■ Data:

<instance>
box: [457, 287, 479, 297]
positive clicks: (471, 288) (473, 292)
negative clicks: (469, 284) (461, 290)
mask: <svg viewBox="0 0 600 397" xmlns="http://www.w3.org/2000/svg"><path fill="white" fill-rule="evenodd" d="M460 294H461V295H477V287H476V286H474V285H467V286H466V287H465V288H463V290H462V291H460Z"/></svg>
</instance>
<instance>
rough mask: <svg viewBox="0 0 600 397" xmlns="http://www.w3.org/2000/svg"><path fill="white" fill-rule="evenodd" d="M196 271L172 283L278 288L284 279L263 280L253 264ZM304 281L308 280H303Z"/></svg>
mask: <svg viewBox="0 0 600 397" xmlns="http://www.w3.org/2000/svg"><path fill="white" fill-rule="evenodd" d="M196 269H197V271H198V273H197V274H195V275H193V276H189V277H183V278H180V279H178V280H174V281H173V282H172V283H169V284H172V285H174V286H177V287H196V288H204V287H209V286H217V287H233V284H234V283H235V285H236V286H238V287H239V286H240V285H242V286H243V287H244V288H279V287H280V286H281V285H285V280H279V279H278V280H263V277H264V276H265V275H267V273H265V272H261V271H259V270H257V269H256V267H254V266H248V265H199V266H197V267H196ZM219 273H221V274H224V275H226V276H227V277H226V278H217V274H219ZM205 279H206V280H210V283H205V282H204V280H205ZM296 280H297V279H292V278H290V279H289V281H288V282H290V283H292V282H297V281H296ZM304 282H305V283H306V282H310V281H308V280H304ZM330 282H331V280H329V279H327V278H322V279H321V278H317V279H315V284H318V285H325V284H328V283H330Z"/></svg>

■ What you will do:
Rewrite everything from the line containing "</instance>" down to the last line as a CSV with the two columns input and mask. Give each input one row holding its text and its answer, quote every field, and turn line breaks into spaces.

■ Task result:
input,mask
"</instance> <instance> rough mask: <svg viewBox=""0 0 600 397"" xmlns=""http://www.w3.org/2000/svg""><path fill=""white"" fill-rule=""evenodd"" d=""M196 271L172 283L278 288L284 279L263 280L253 264ZM304 281L308 280H303Z""/></svg>","mask: <svg viewBox=""0 0 600 397"" xmlns=""http://www.w3.org/2000/svg""><path fill=""white"" fill-rule=""evenodd"" d=""M196 269H197V271H198V273H197V274H195V275H193V276H189V277H183V278H180V279H178V280H174V281H173V282H172V283H169V284H172V285H174V286H177V287H196V288H204V287H209V286H217V287H233V284H234V283H235V285H236V286H238V287H239V286H240V285H242V286H243V287H244V288H279V287H280V286H281V285H285V280H279V279H278V280H263V277H264V276H265V275H267V273H265V272H261V271H259V270H257V269H256V267H254V266H248V265H199V266H197V267H196ZM219 273H221V274H224V275H226V276H227V277H226V278H217V274H219ZM205 279H206V280H210V283H205V282H204V280H205ZM296 280H297V279H292V278H290V279H289V281H288V282H290V283H292V282H297V281H296ZM304 282H305V283H306V282H310V281H308V280H304ZM330 282H331V280H329V279H327V278H322V279H321V278H317V279H315V284H318V285H325V284H328V283H330Z""/></svg>"